» Job
Show each line from the entries below that contains the word "table", copied in full.
──────── Supplied material ────────
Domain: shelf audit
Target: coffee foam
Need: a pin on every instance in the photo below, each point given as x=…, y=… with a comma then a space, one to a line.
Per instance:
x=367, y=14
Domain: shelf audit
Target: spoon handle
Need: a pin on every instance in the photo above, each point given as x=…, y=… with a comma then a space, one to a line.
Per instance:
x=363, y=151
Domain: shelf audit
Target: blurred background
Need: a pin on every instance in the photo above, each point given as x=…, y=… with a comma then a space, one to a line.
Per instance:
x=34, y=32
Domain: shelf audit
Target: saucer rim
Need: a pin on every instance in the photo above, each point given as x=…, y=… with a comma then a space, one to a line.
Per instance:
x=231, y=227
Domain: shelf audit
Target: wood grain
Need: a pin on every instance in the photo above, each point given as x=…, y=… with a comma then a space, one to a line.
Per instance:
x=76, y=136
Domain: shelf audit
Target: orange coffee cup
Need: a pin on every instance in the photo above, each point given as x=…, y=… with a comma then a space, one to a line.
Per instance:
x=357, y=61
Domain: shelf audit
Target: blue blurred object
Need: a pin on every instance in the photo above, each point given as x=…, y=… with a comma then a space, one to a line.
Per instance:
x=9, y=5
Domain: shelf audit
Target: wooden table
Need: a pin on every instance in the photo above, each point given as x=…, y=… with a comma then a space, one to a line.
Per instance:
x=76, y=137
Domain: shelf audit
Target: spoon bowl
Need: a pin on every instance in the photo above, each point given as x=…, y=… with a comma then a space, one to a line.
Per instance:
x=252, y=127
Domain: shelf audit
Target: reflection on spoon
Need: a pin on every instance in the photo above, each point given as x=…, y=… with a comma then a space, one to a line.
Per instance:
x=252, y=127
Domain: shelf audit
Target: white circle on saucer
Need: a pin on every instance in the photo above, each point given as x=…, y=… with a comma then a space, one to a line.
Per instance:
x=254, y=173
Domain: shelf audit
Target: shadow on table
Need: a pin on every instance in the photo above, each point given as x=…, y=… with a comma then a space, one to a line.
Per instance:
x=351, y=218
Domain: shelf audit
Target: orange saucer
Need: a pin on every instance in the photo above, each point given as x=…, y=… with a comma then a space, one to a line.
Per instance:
────────
──────── Supplied material ────────
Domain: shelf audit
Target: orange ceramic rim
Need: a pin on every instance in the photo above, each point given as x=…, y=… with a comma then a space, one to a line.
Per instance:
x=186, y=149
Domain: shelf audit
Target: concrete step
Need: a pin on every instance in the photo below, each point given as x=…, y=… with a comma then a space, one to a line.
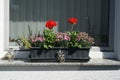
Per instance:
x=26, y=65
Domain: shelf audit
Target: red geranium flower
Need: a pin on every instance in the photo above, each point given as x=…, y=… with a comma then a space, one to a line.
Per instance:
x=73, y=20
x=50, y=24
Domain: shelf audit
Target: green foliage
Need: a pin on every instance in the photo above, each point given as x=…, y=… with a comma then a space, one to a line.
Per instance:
────────
──────── Supplied material ────────
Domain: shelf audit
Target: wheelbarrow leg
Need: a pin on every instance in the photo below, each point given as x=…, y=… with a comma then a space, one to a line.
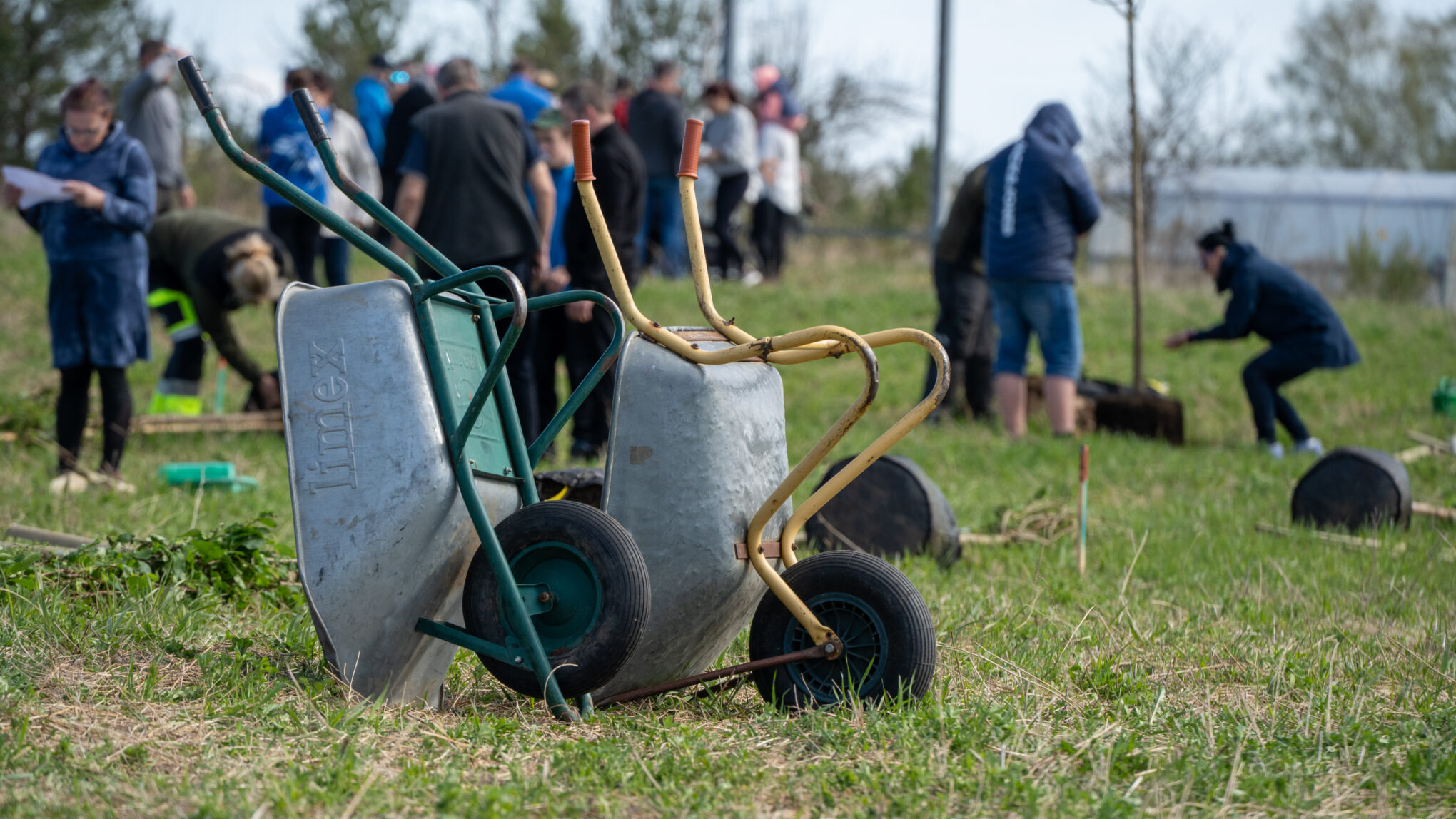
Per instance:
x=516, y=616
────────
» The solution
Target: wooden table
Target: shadow on table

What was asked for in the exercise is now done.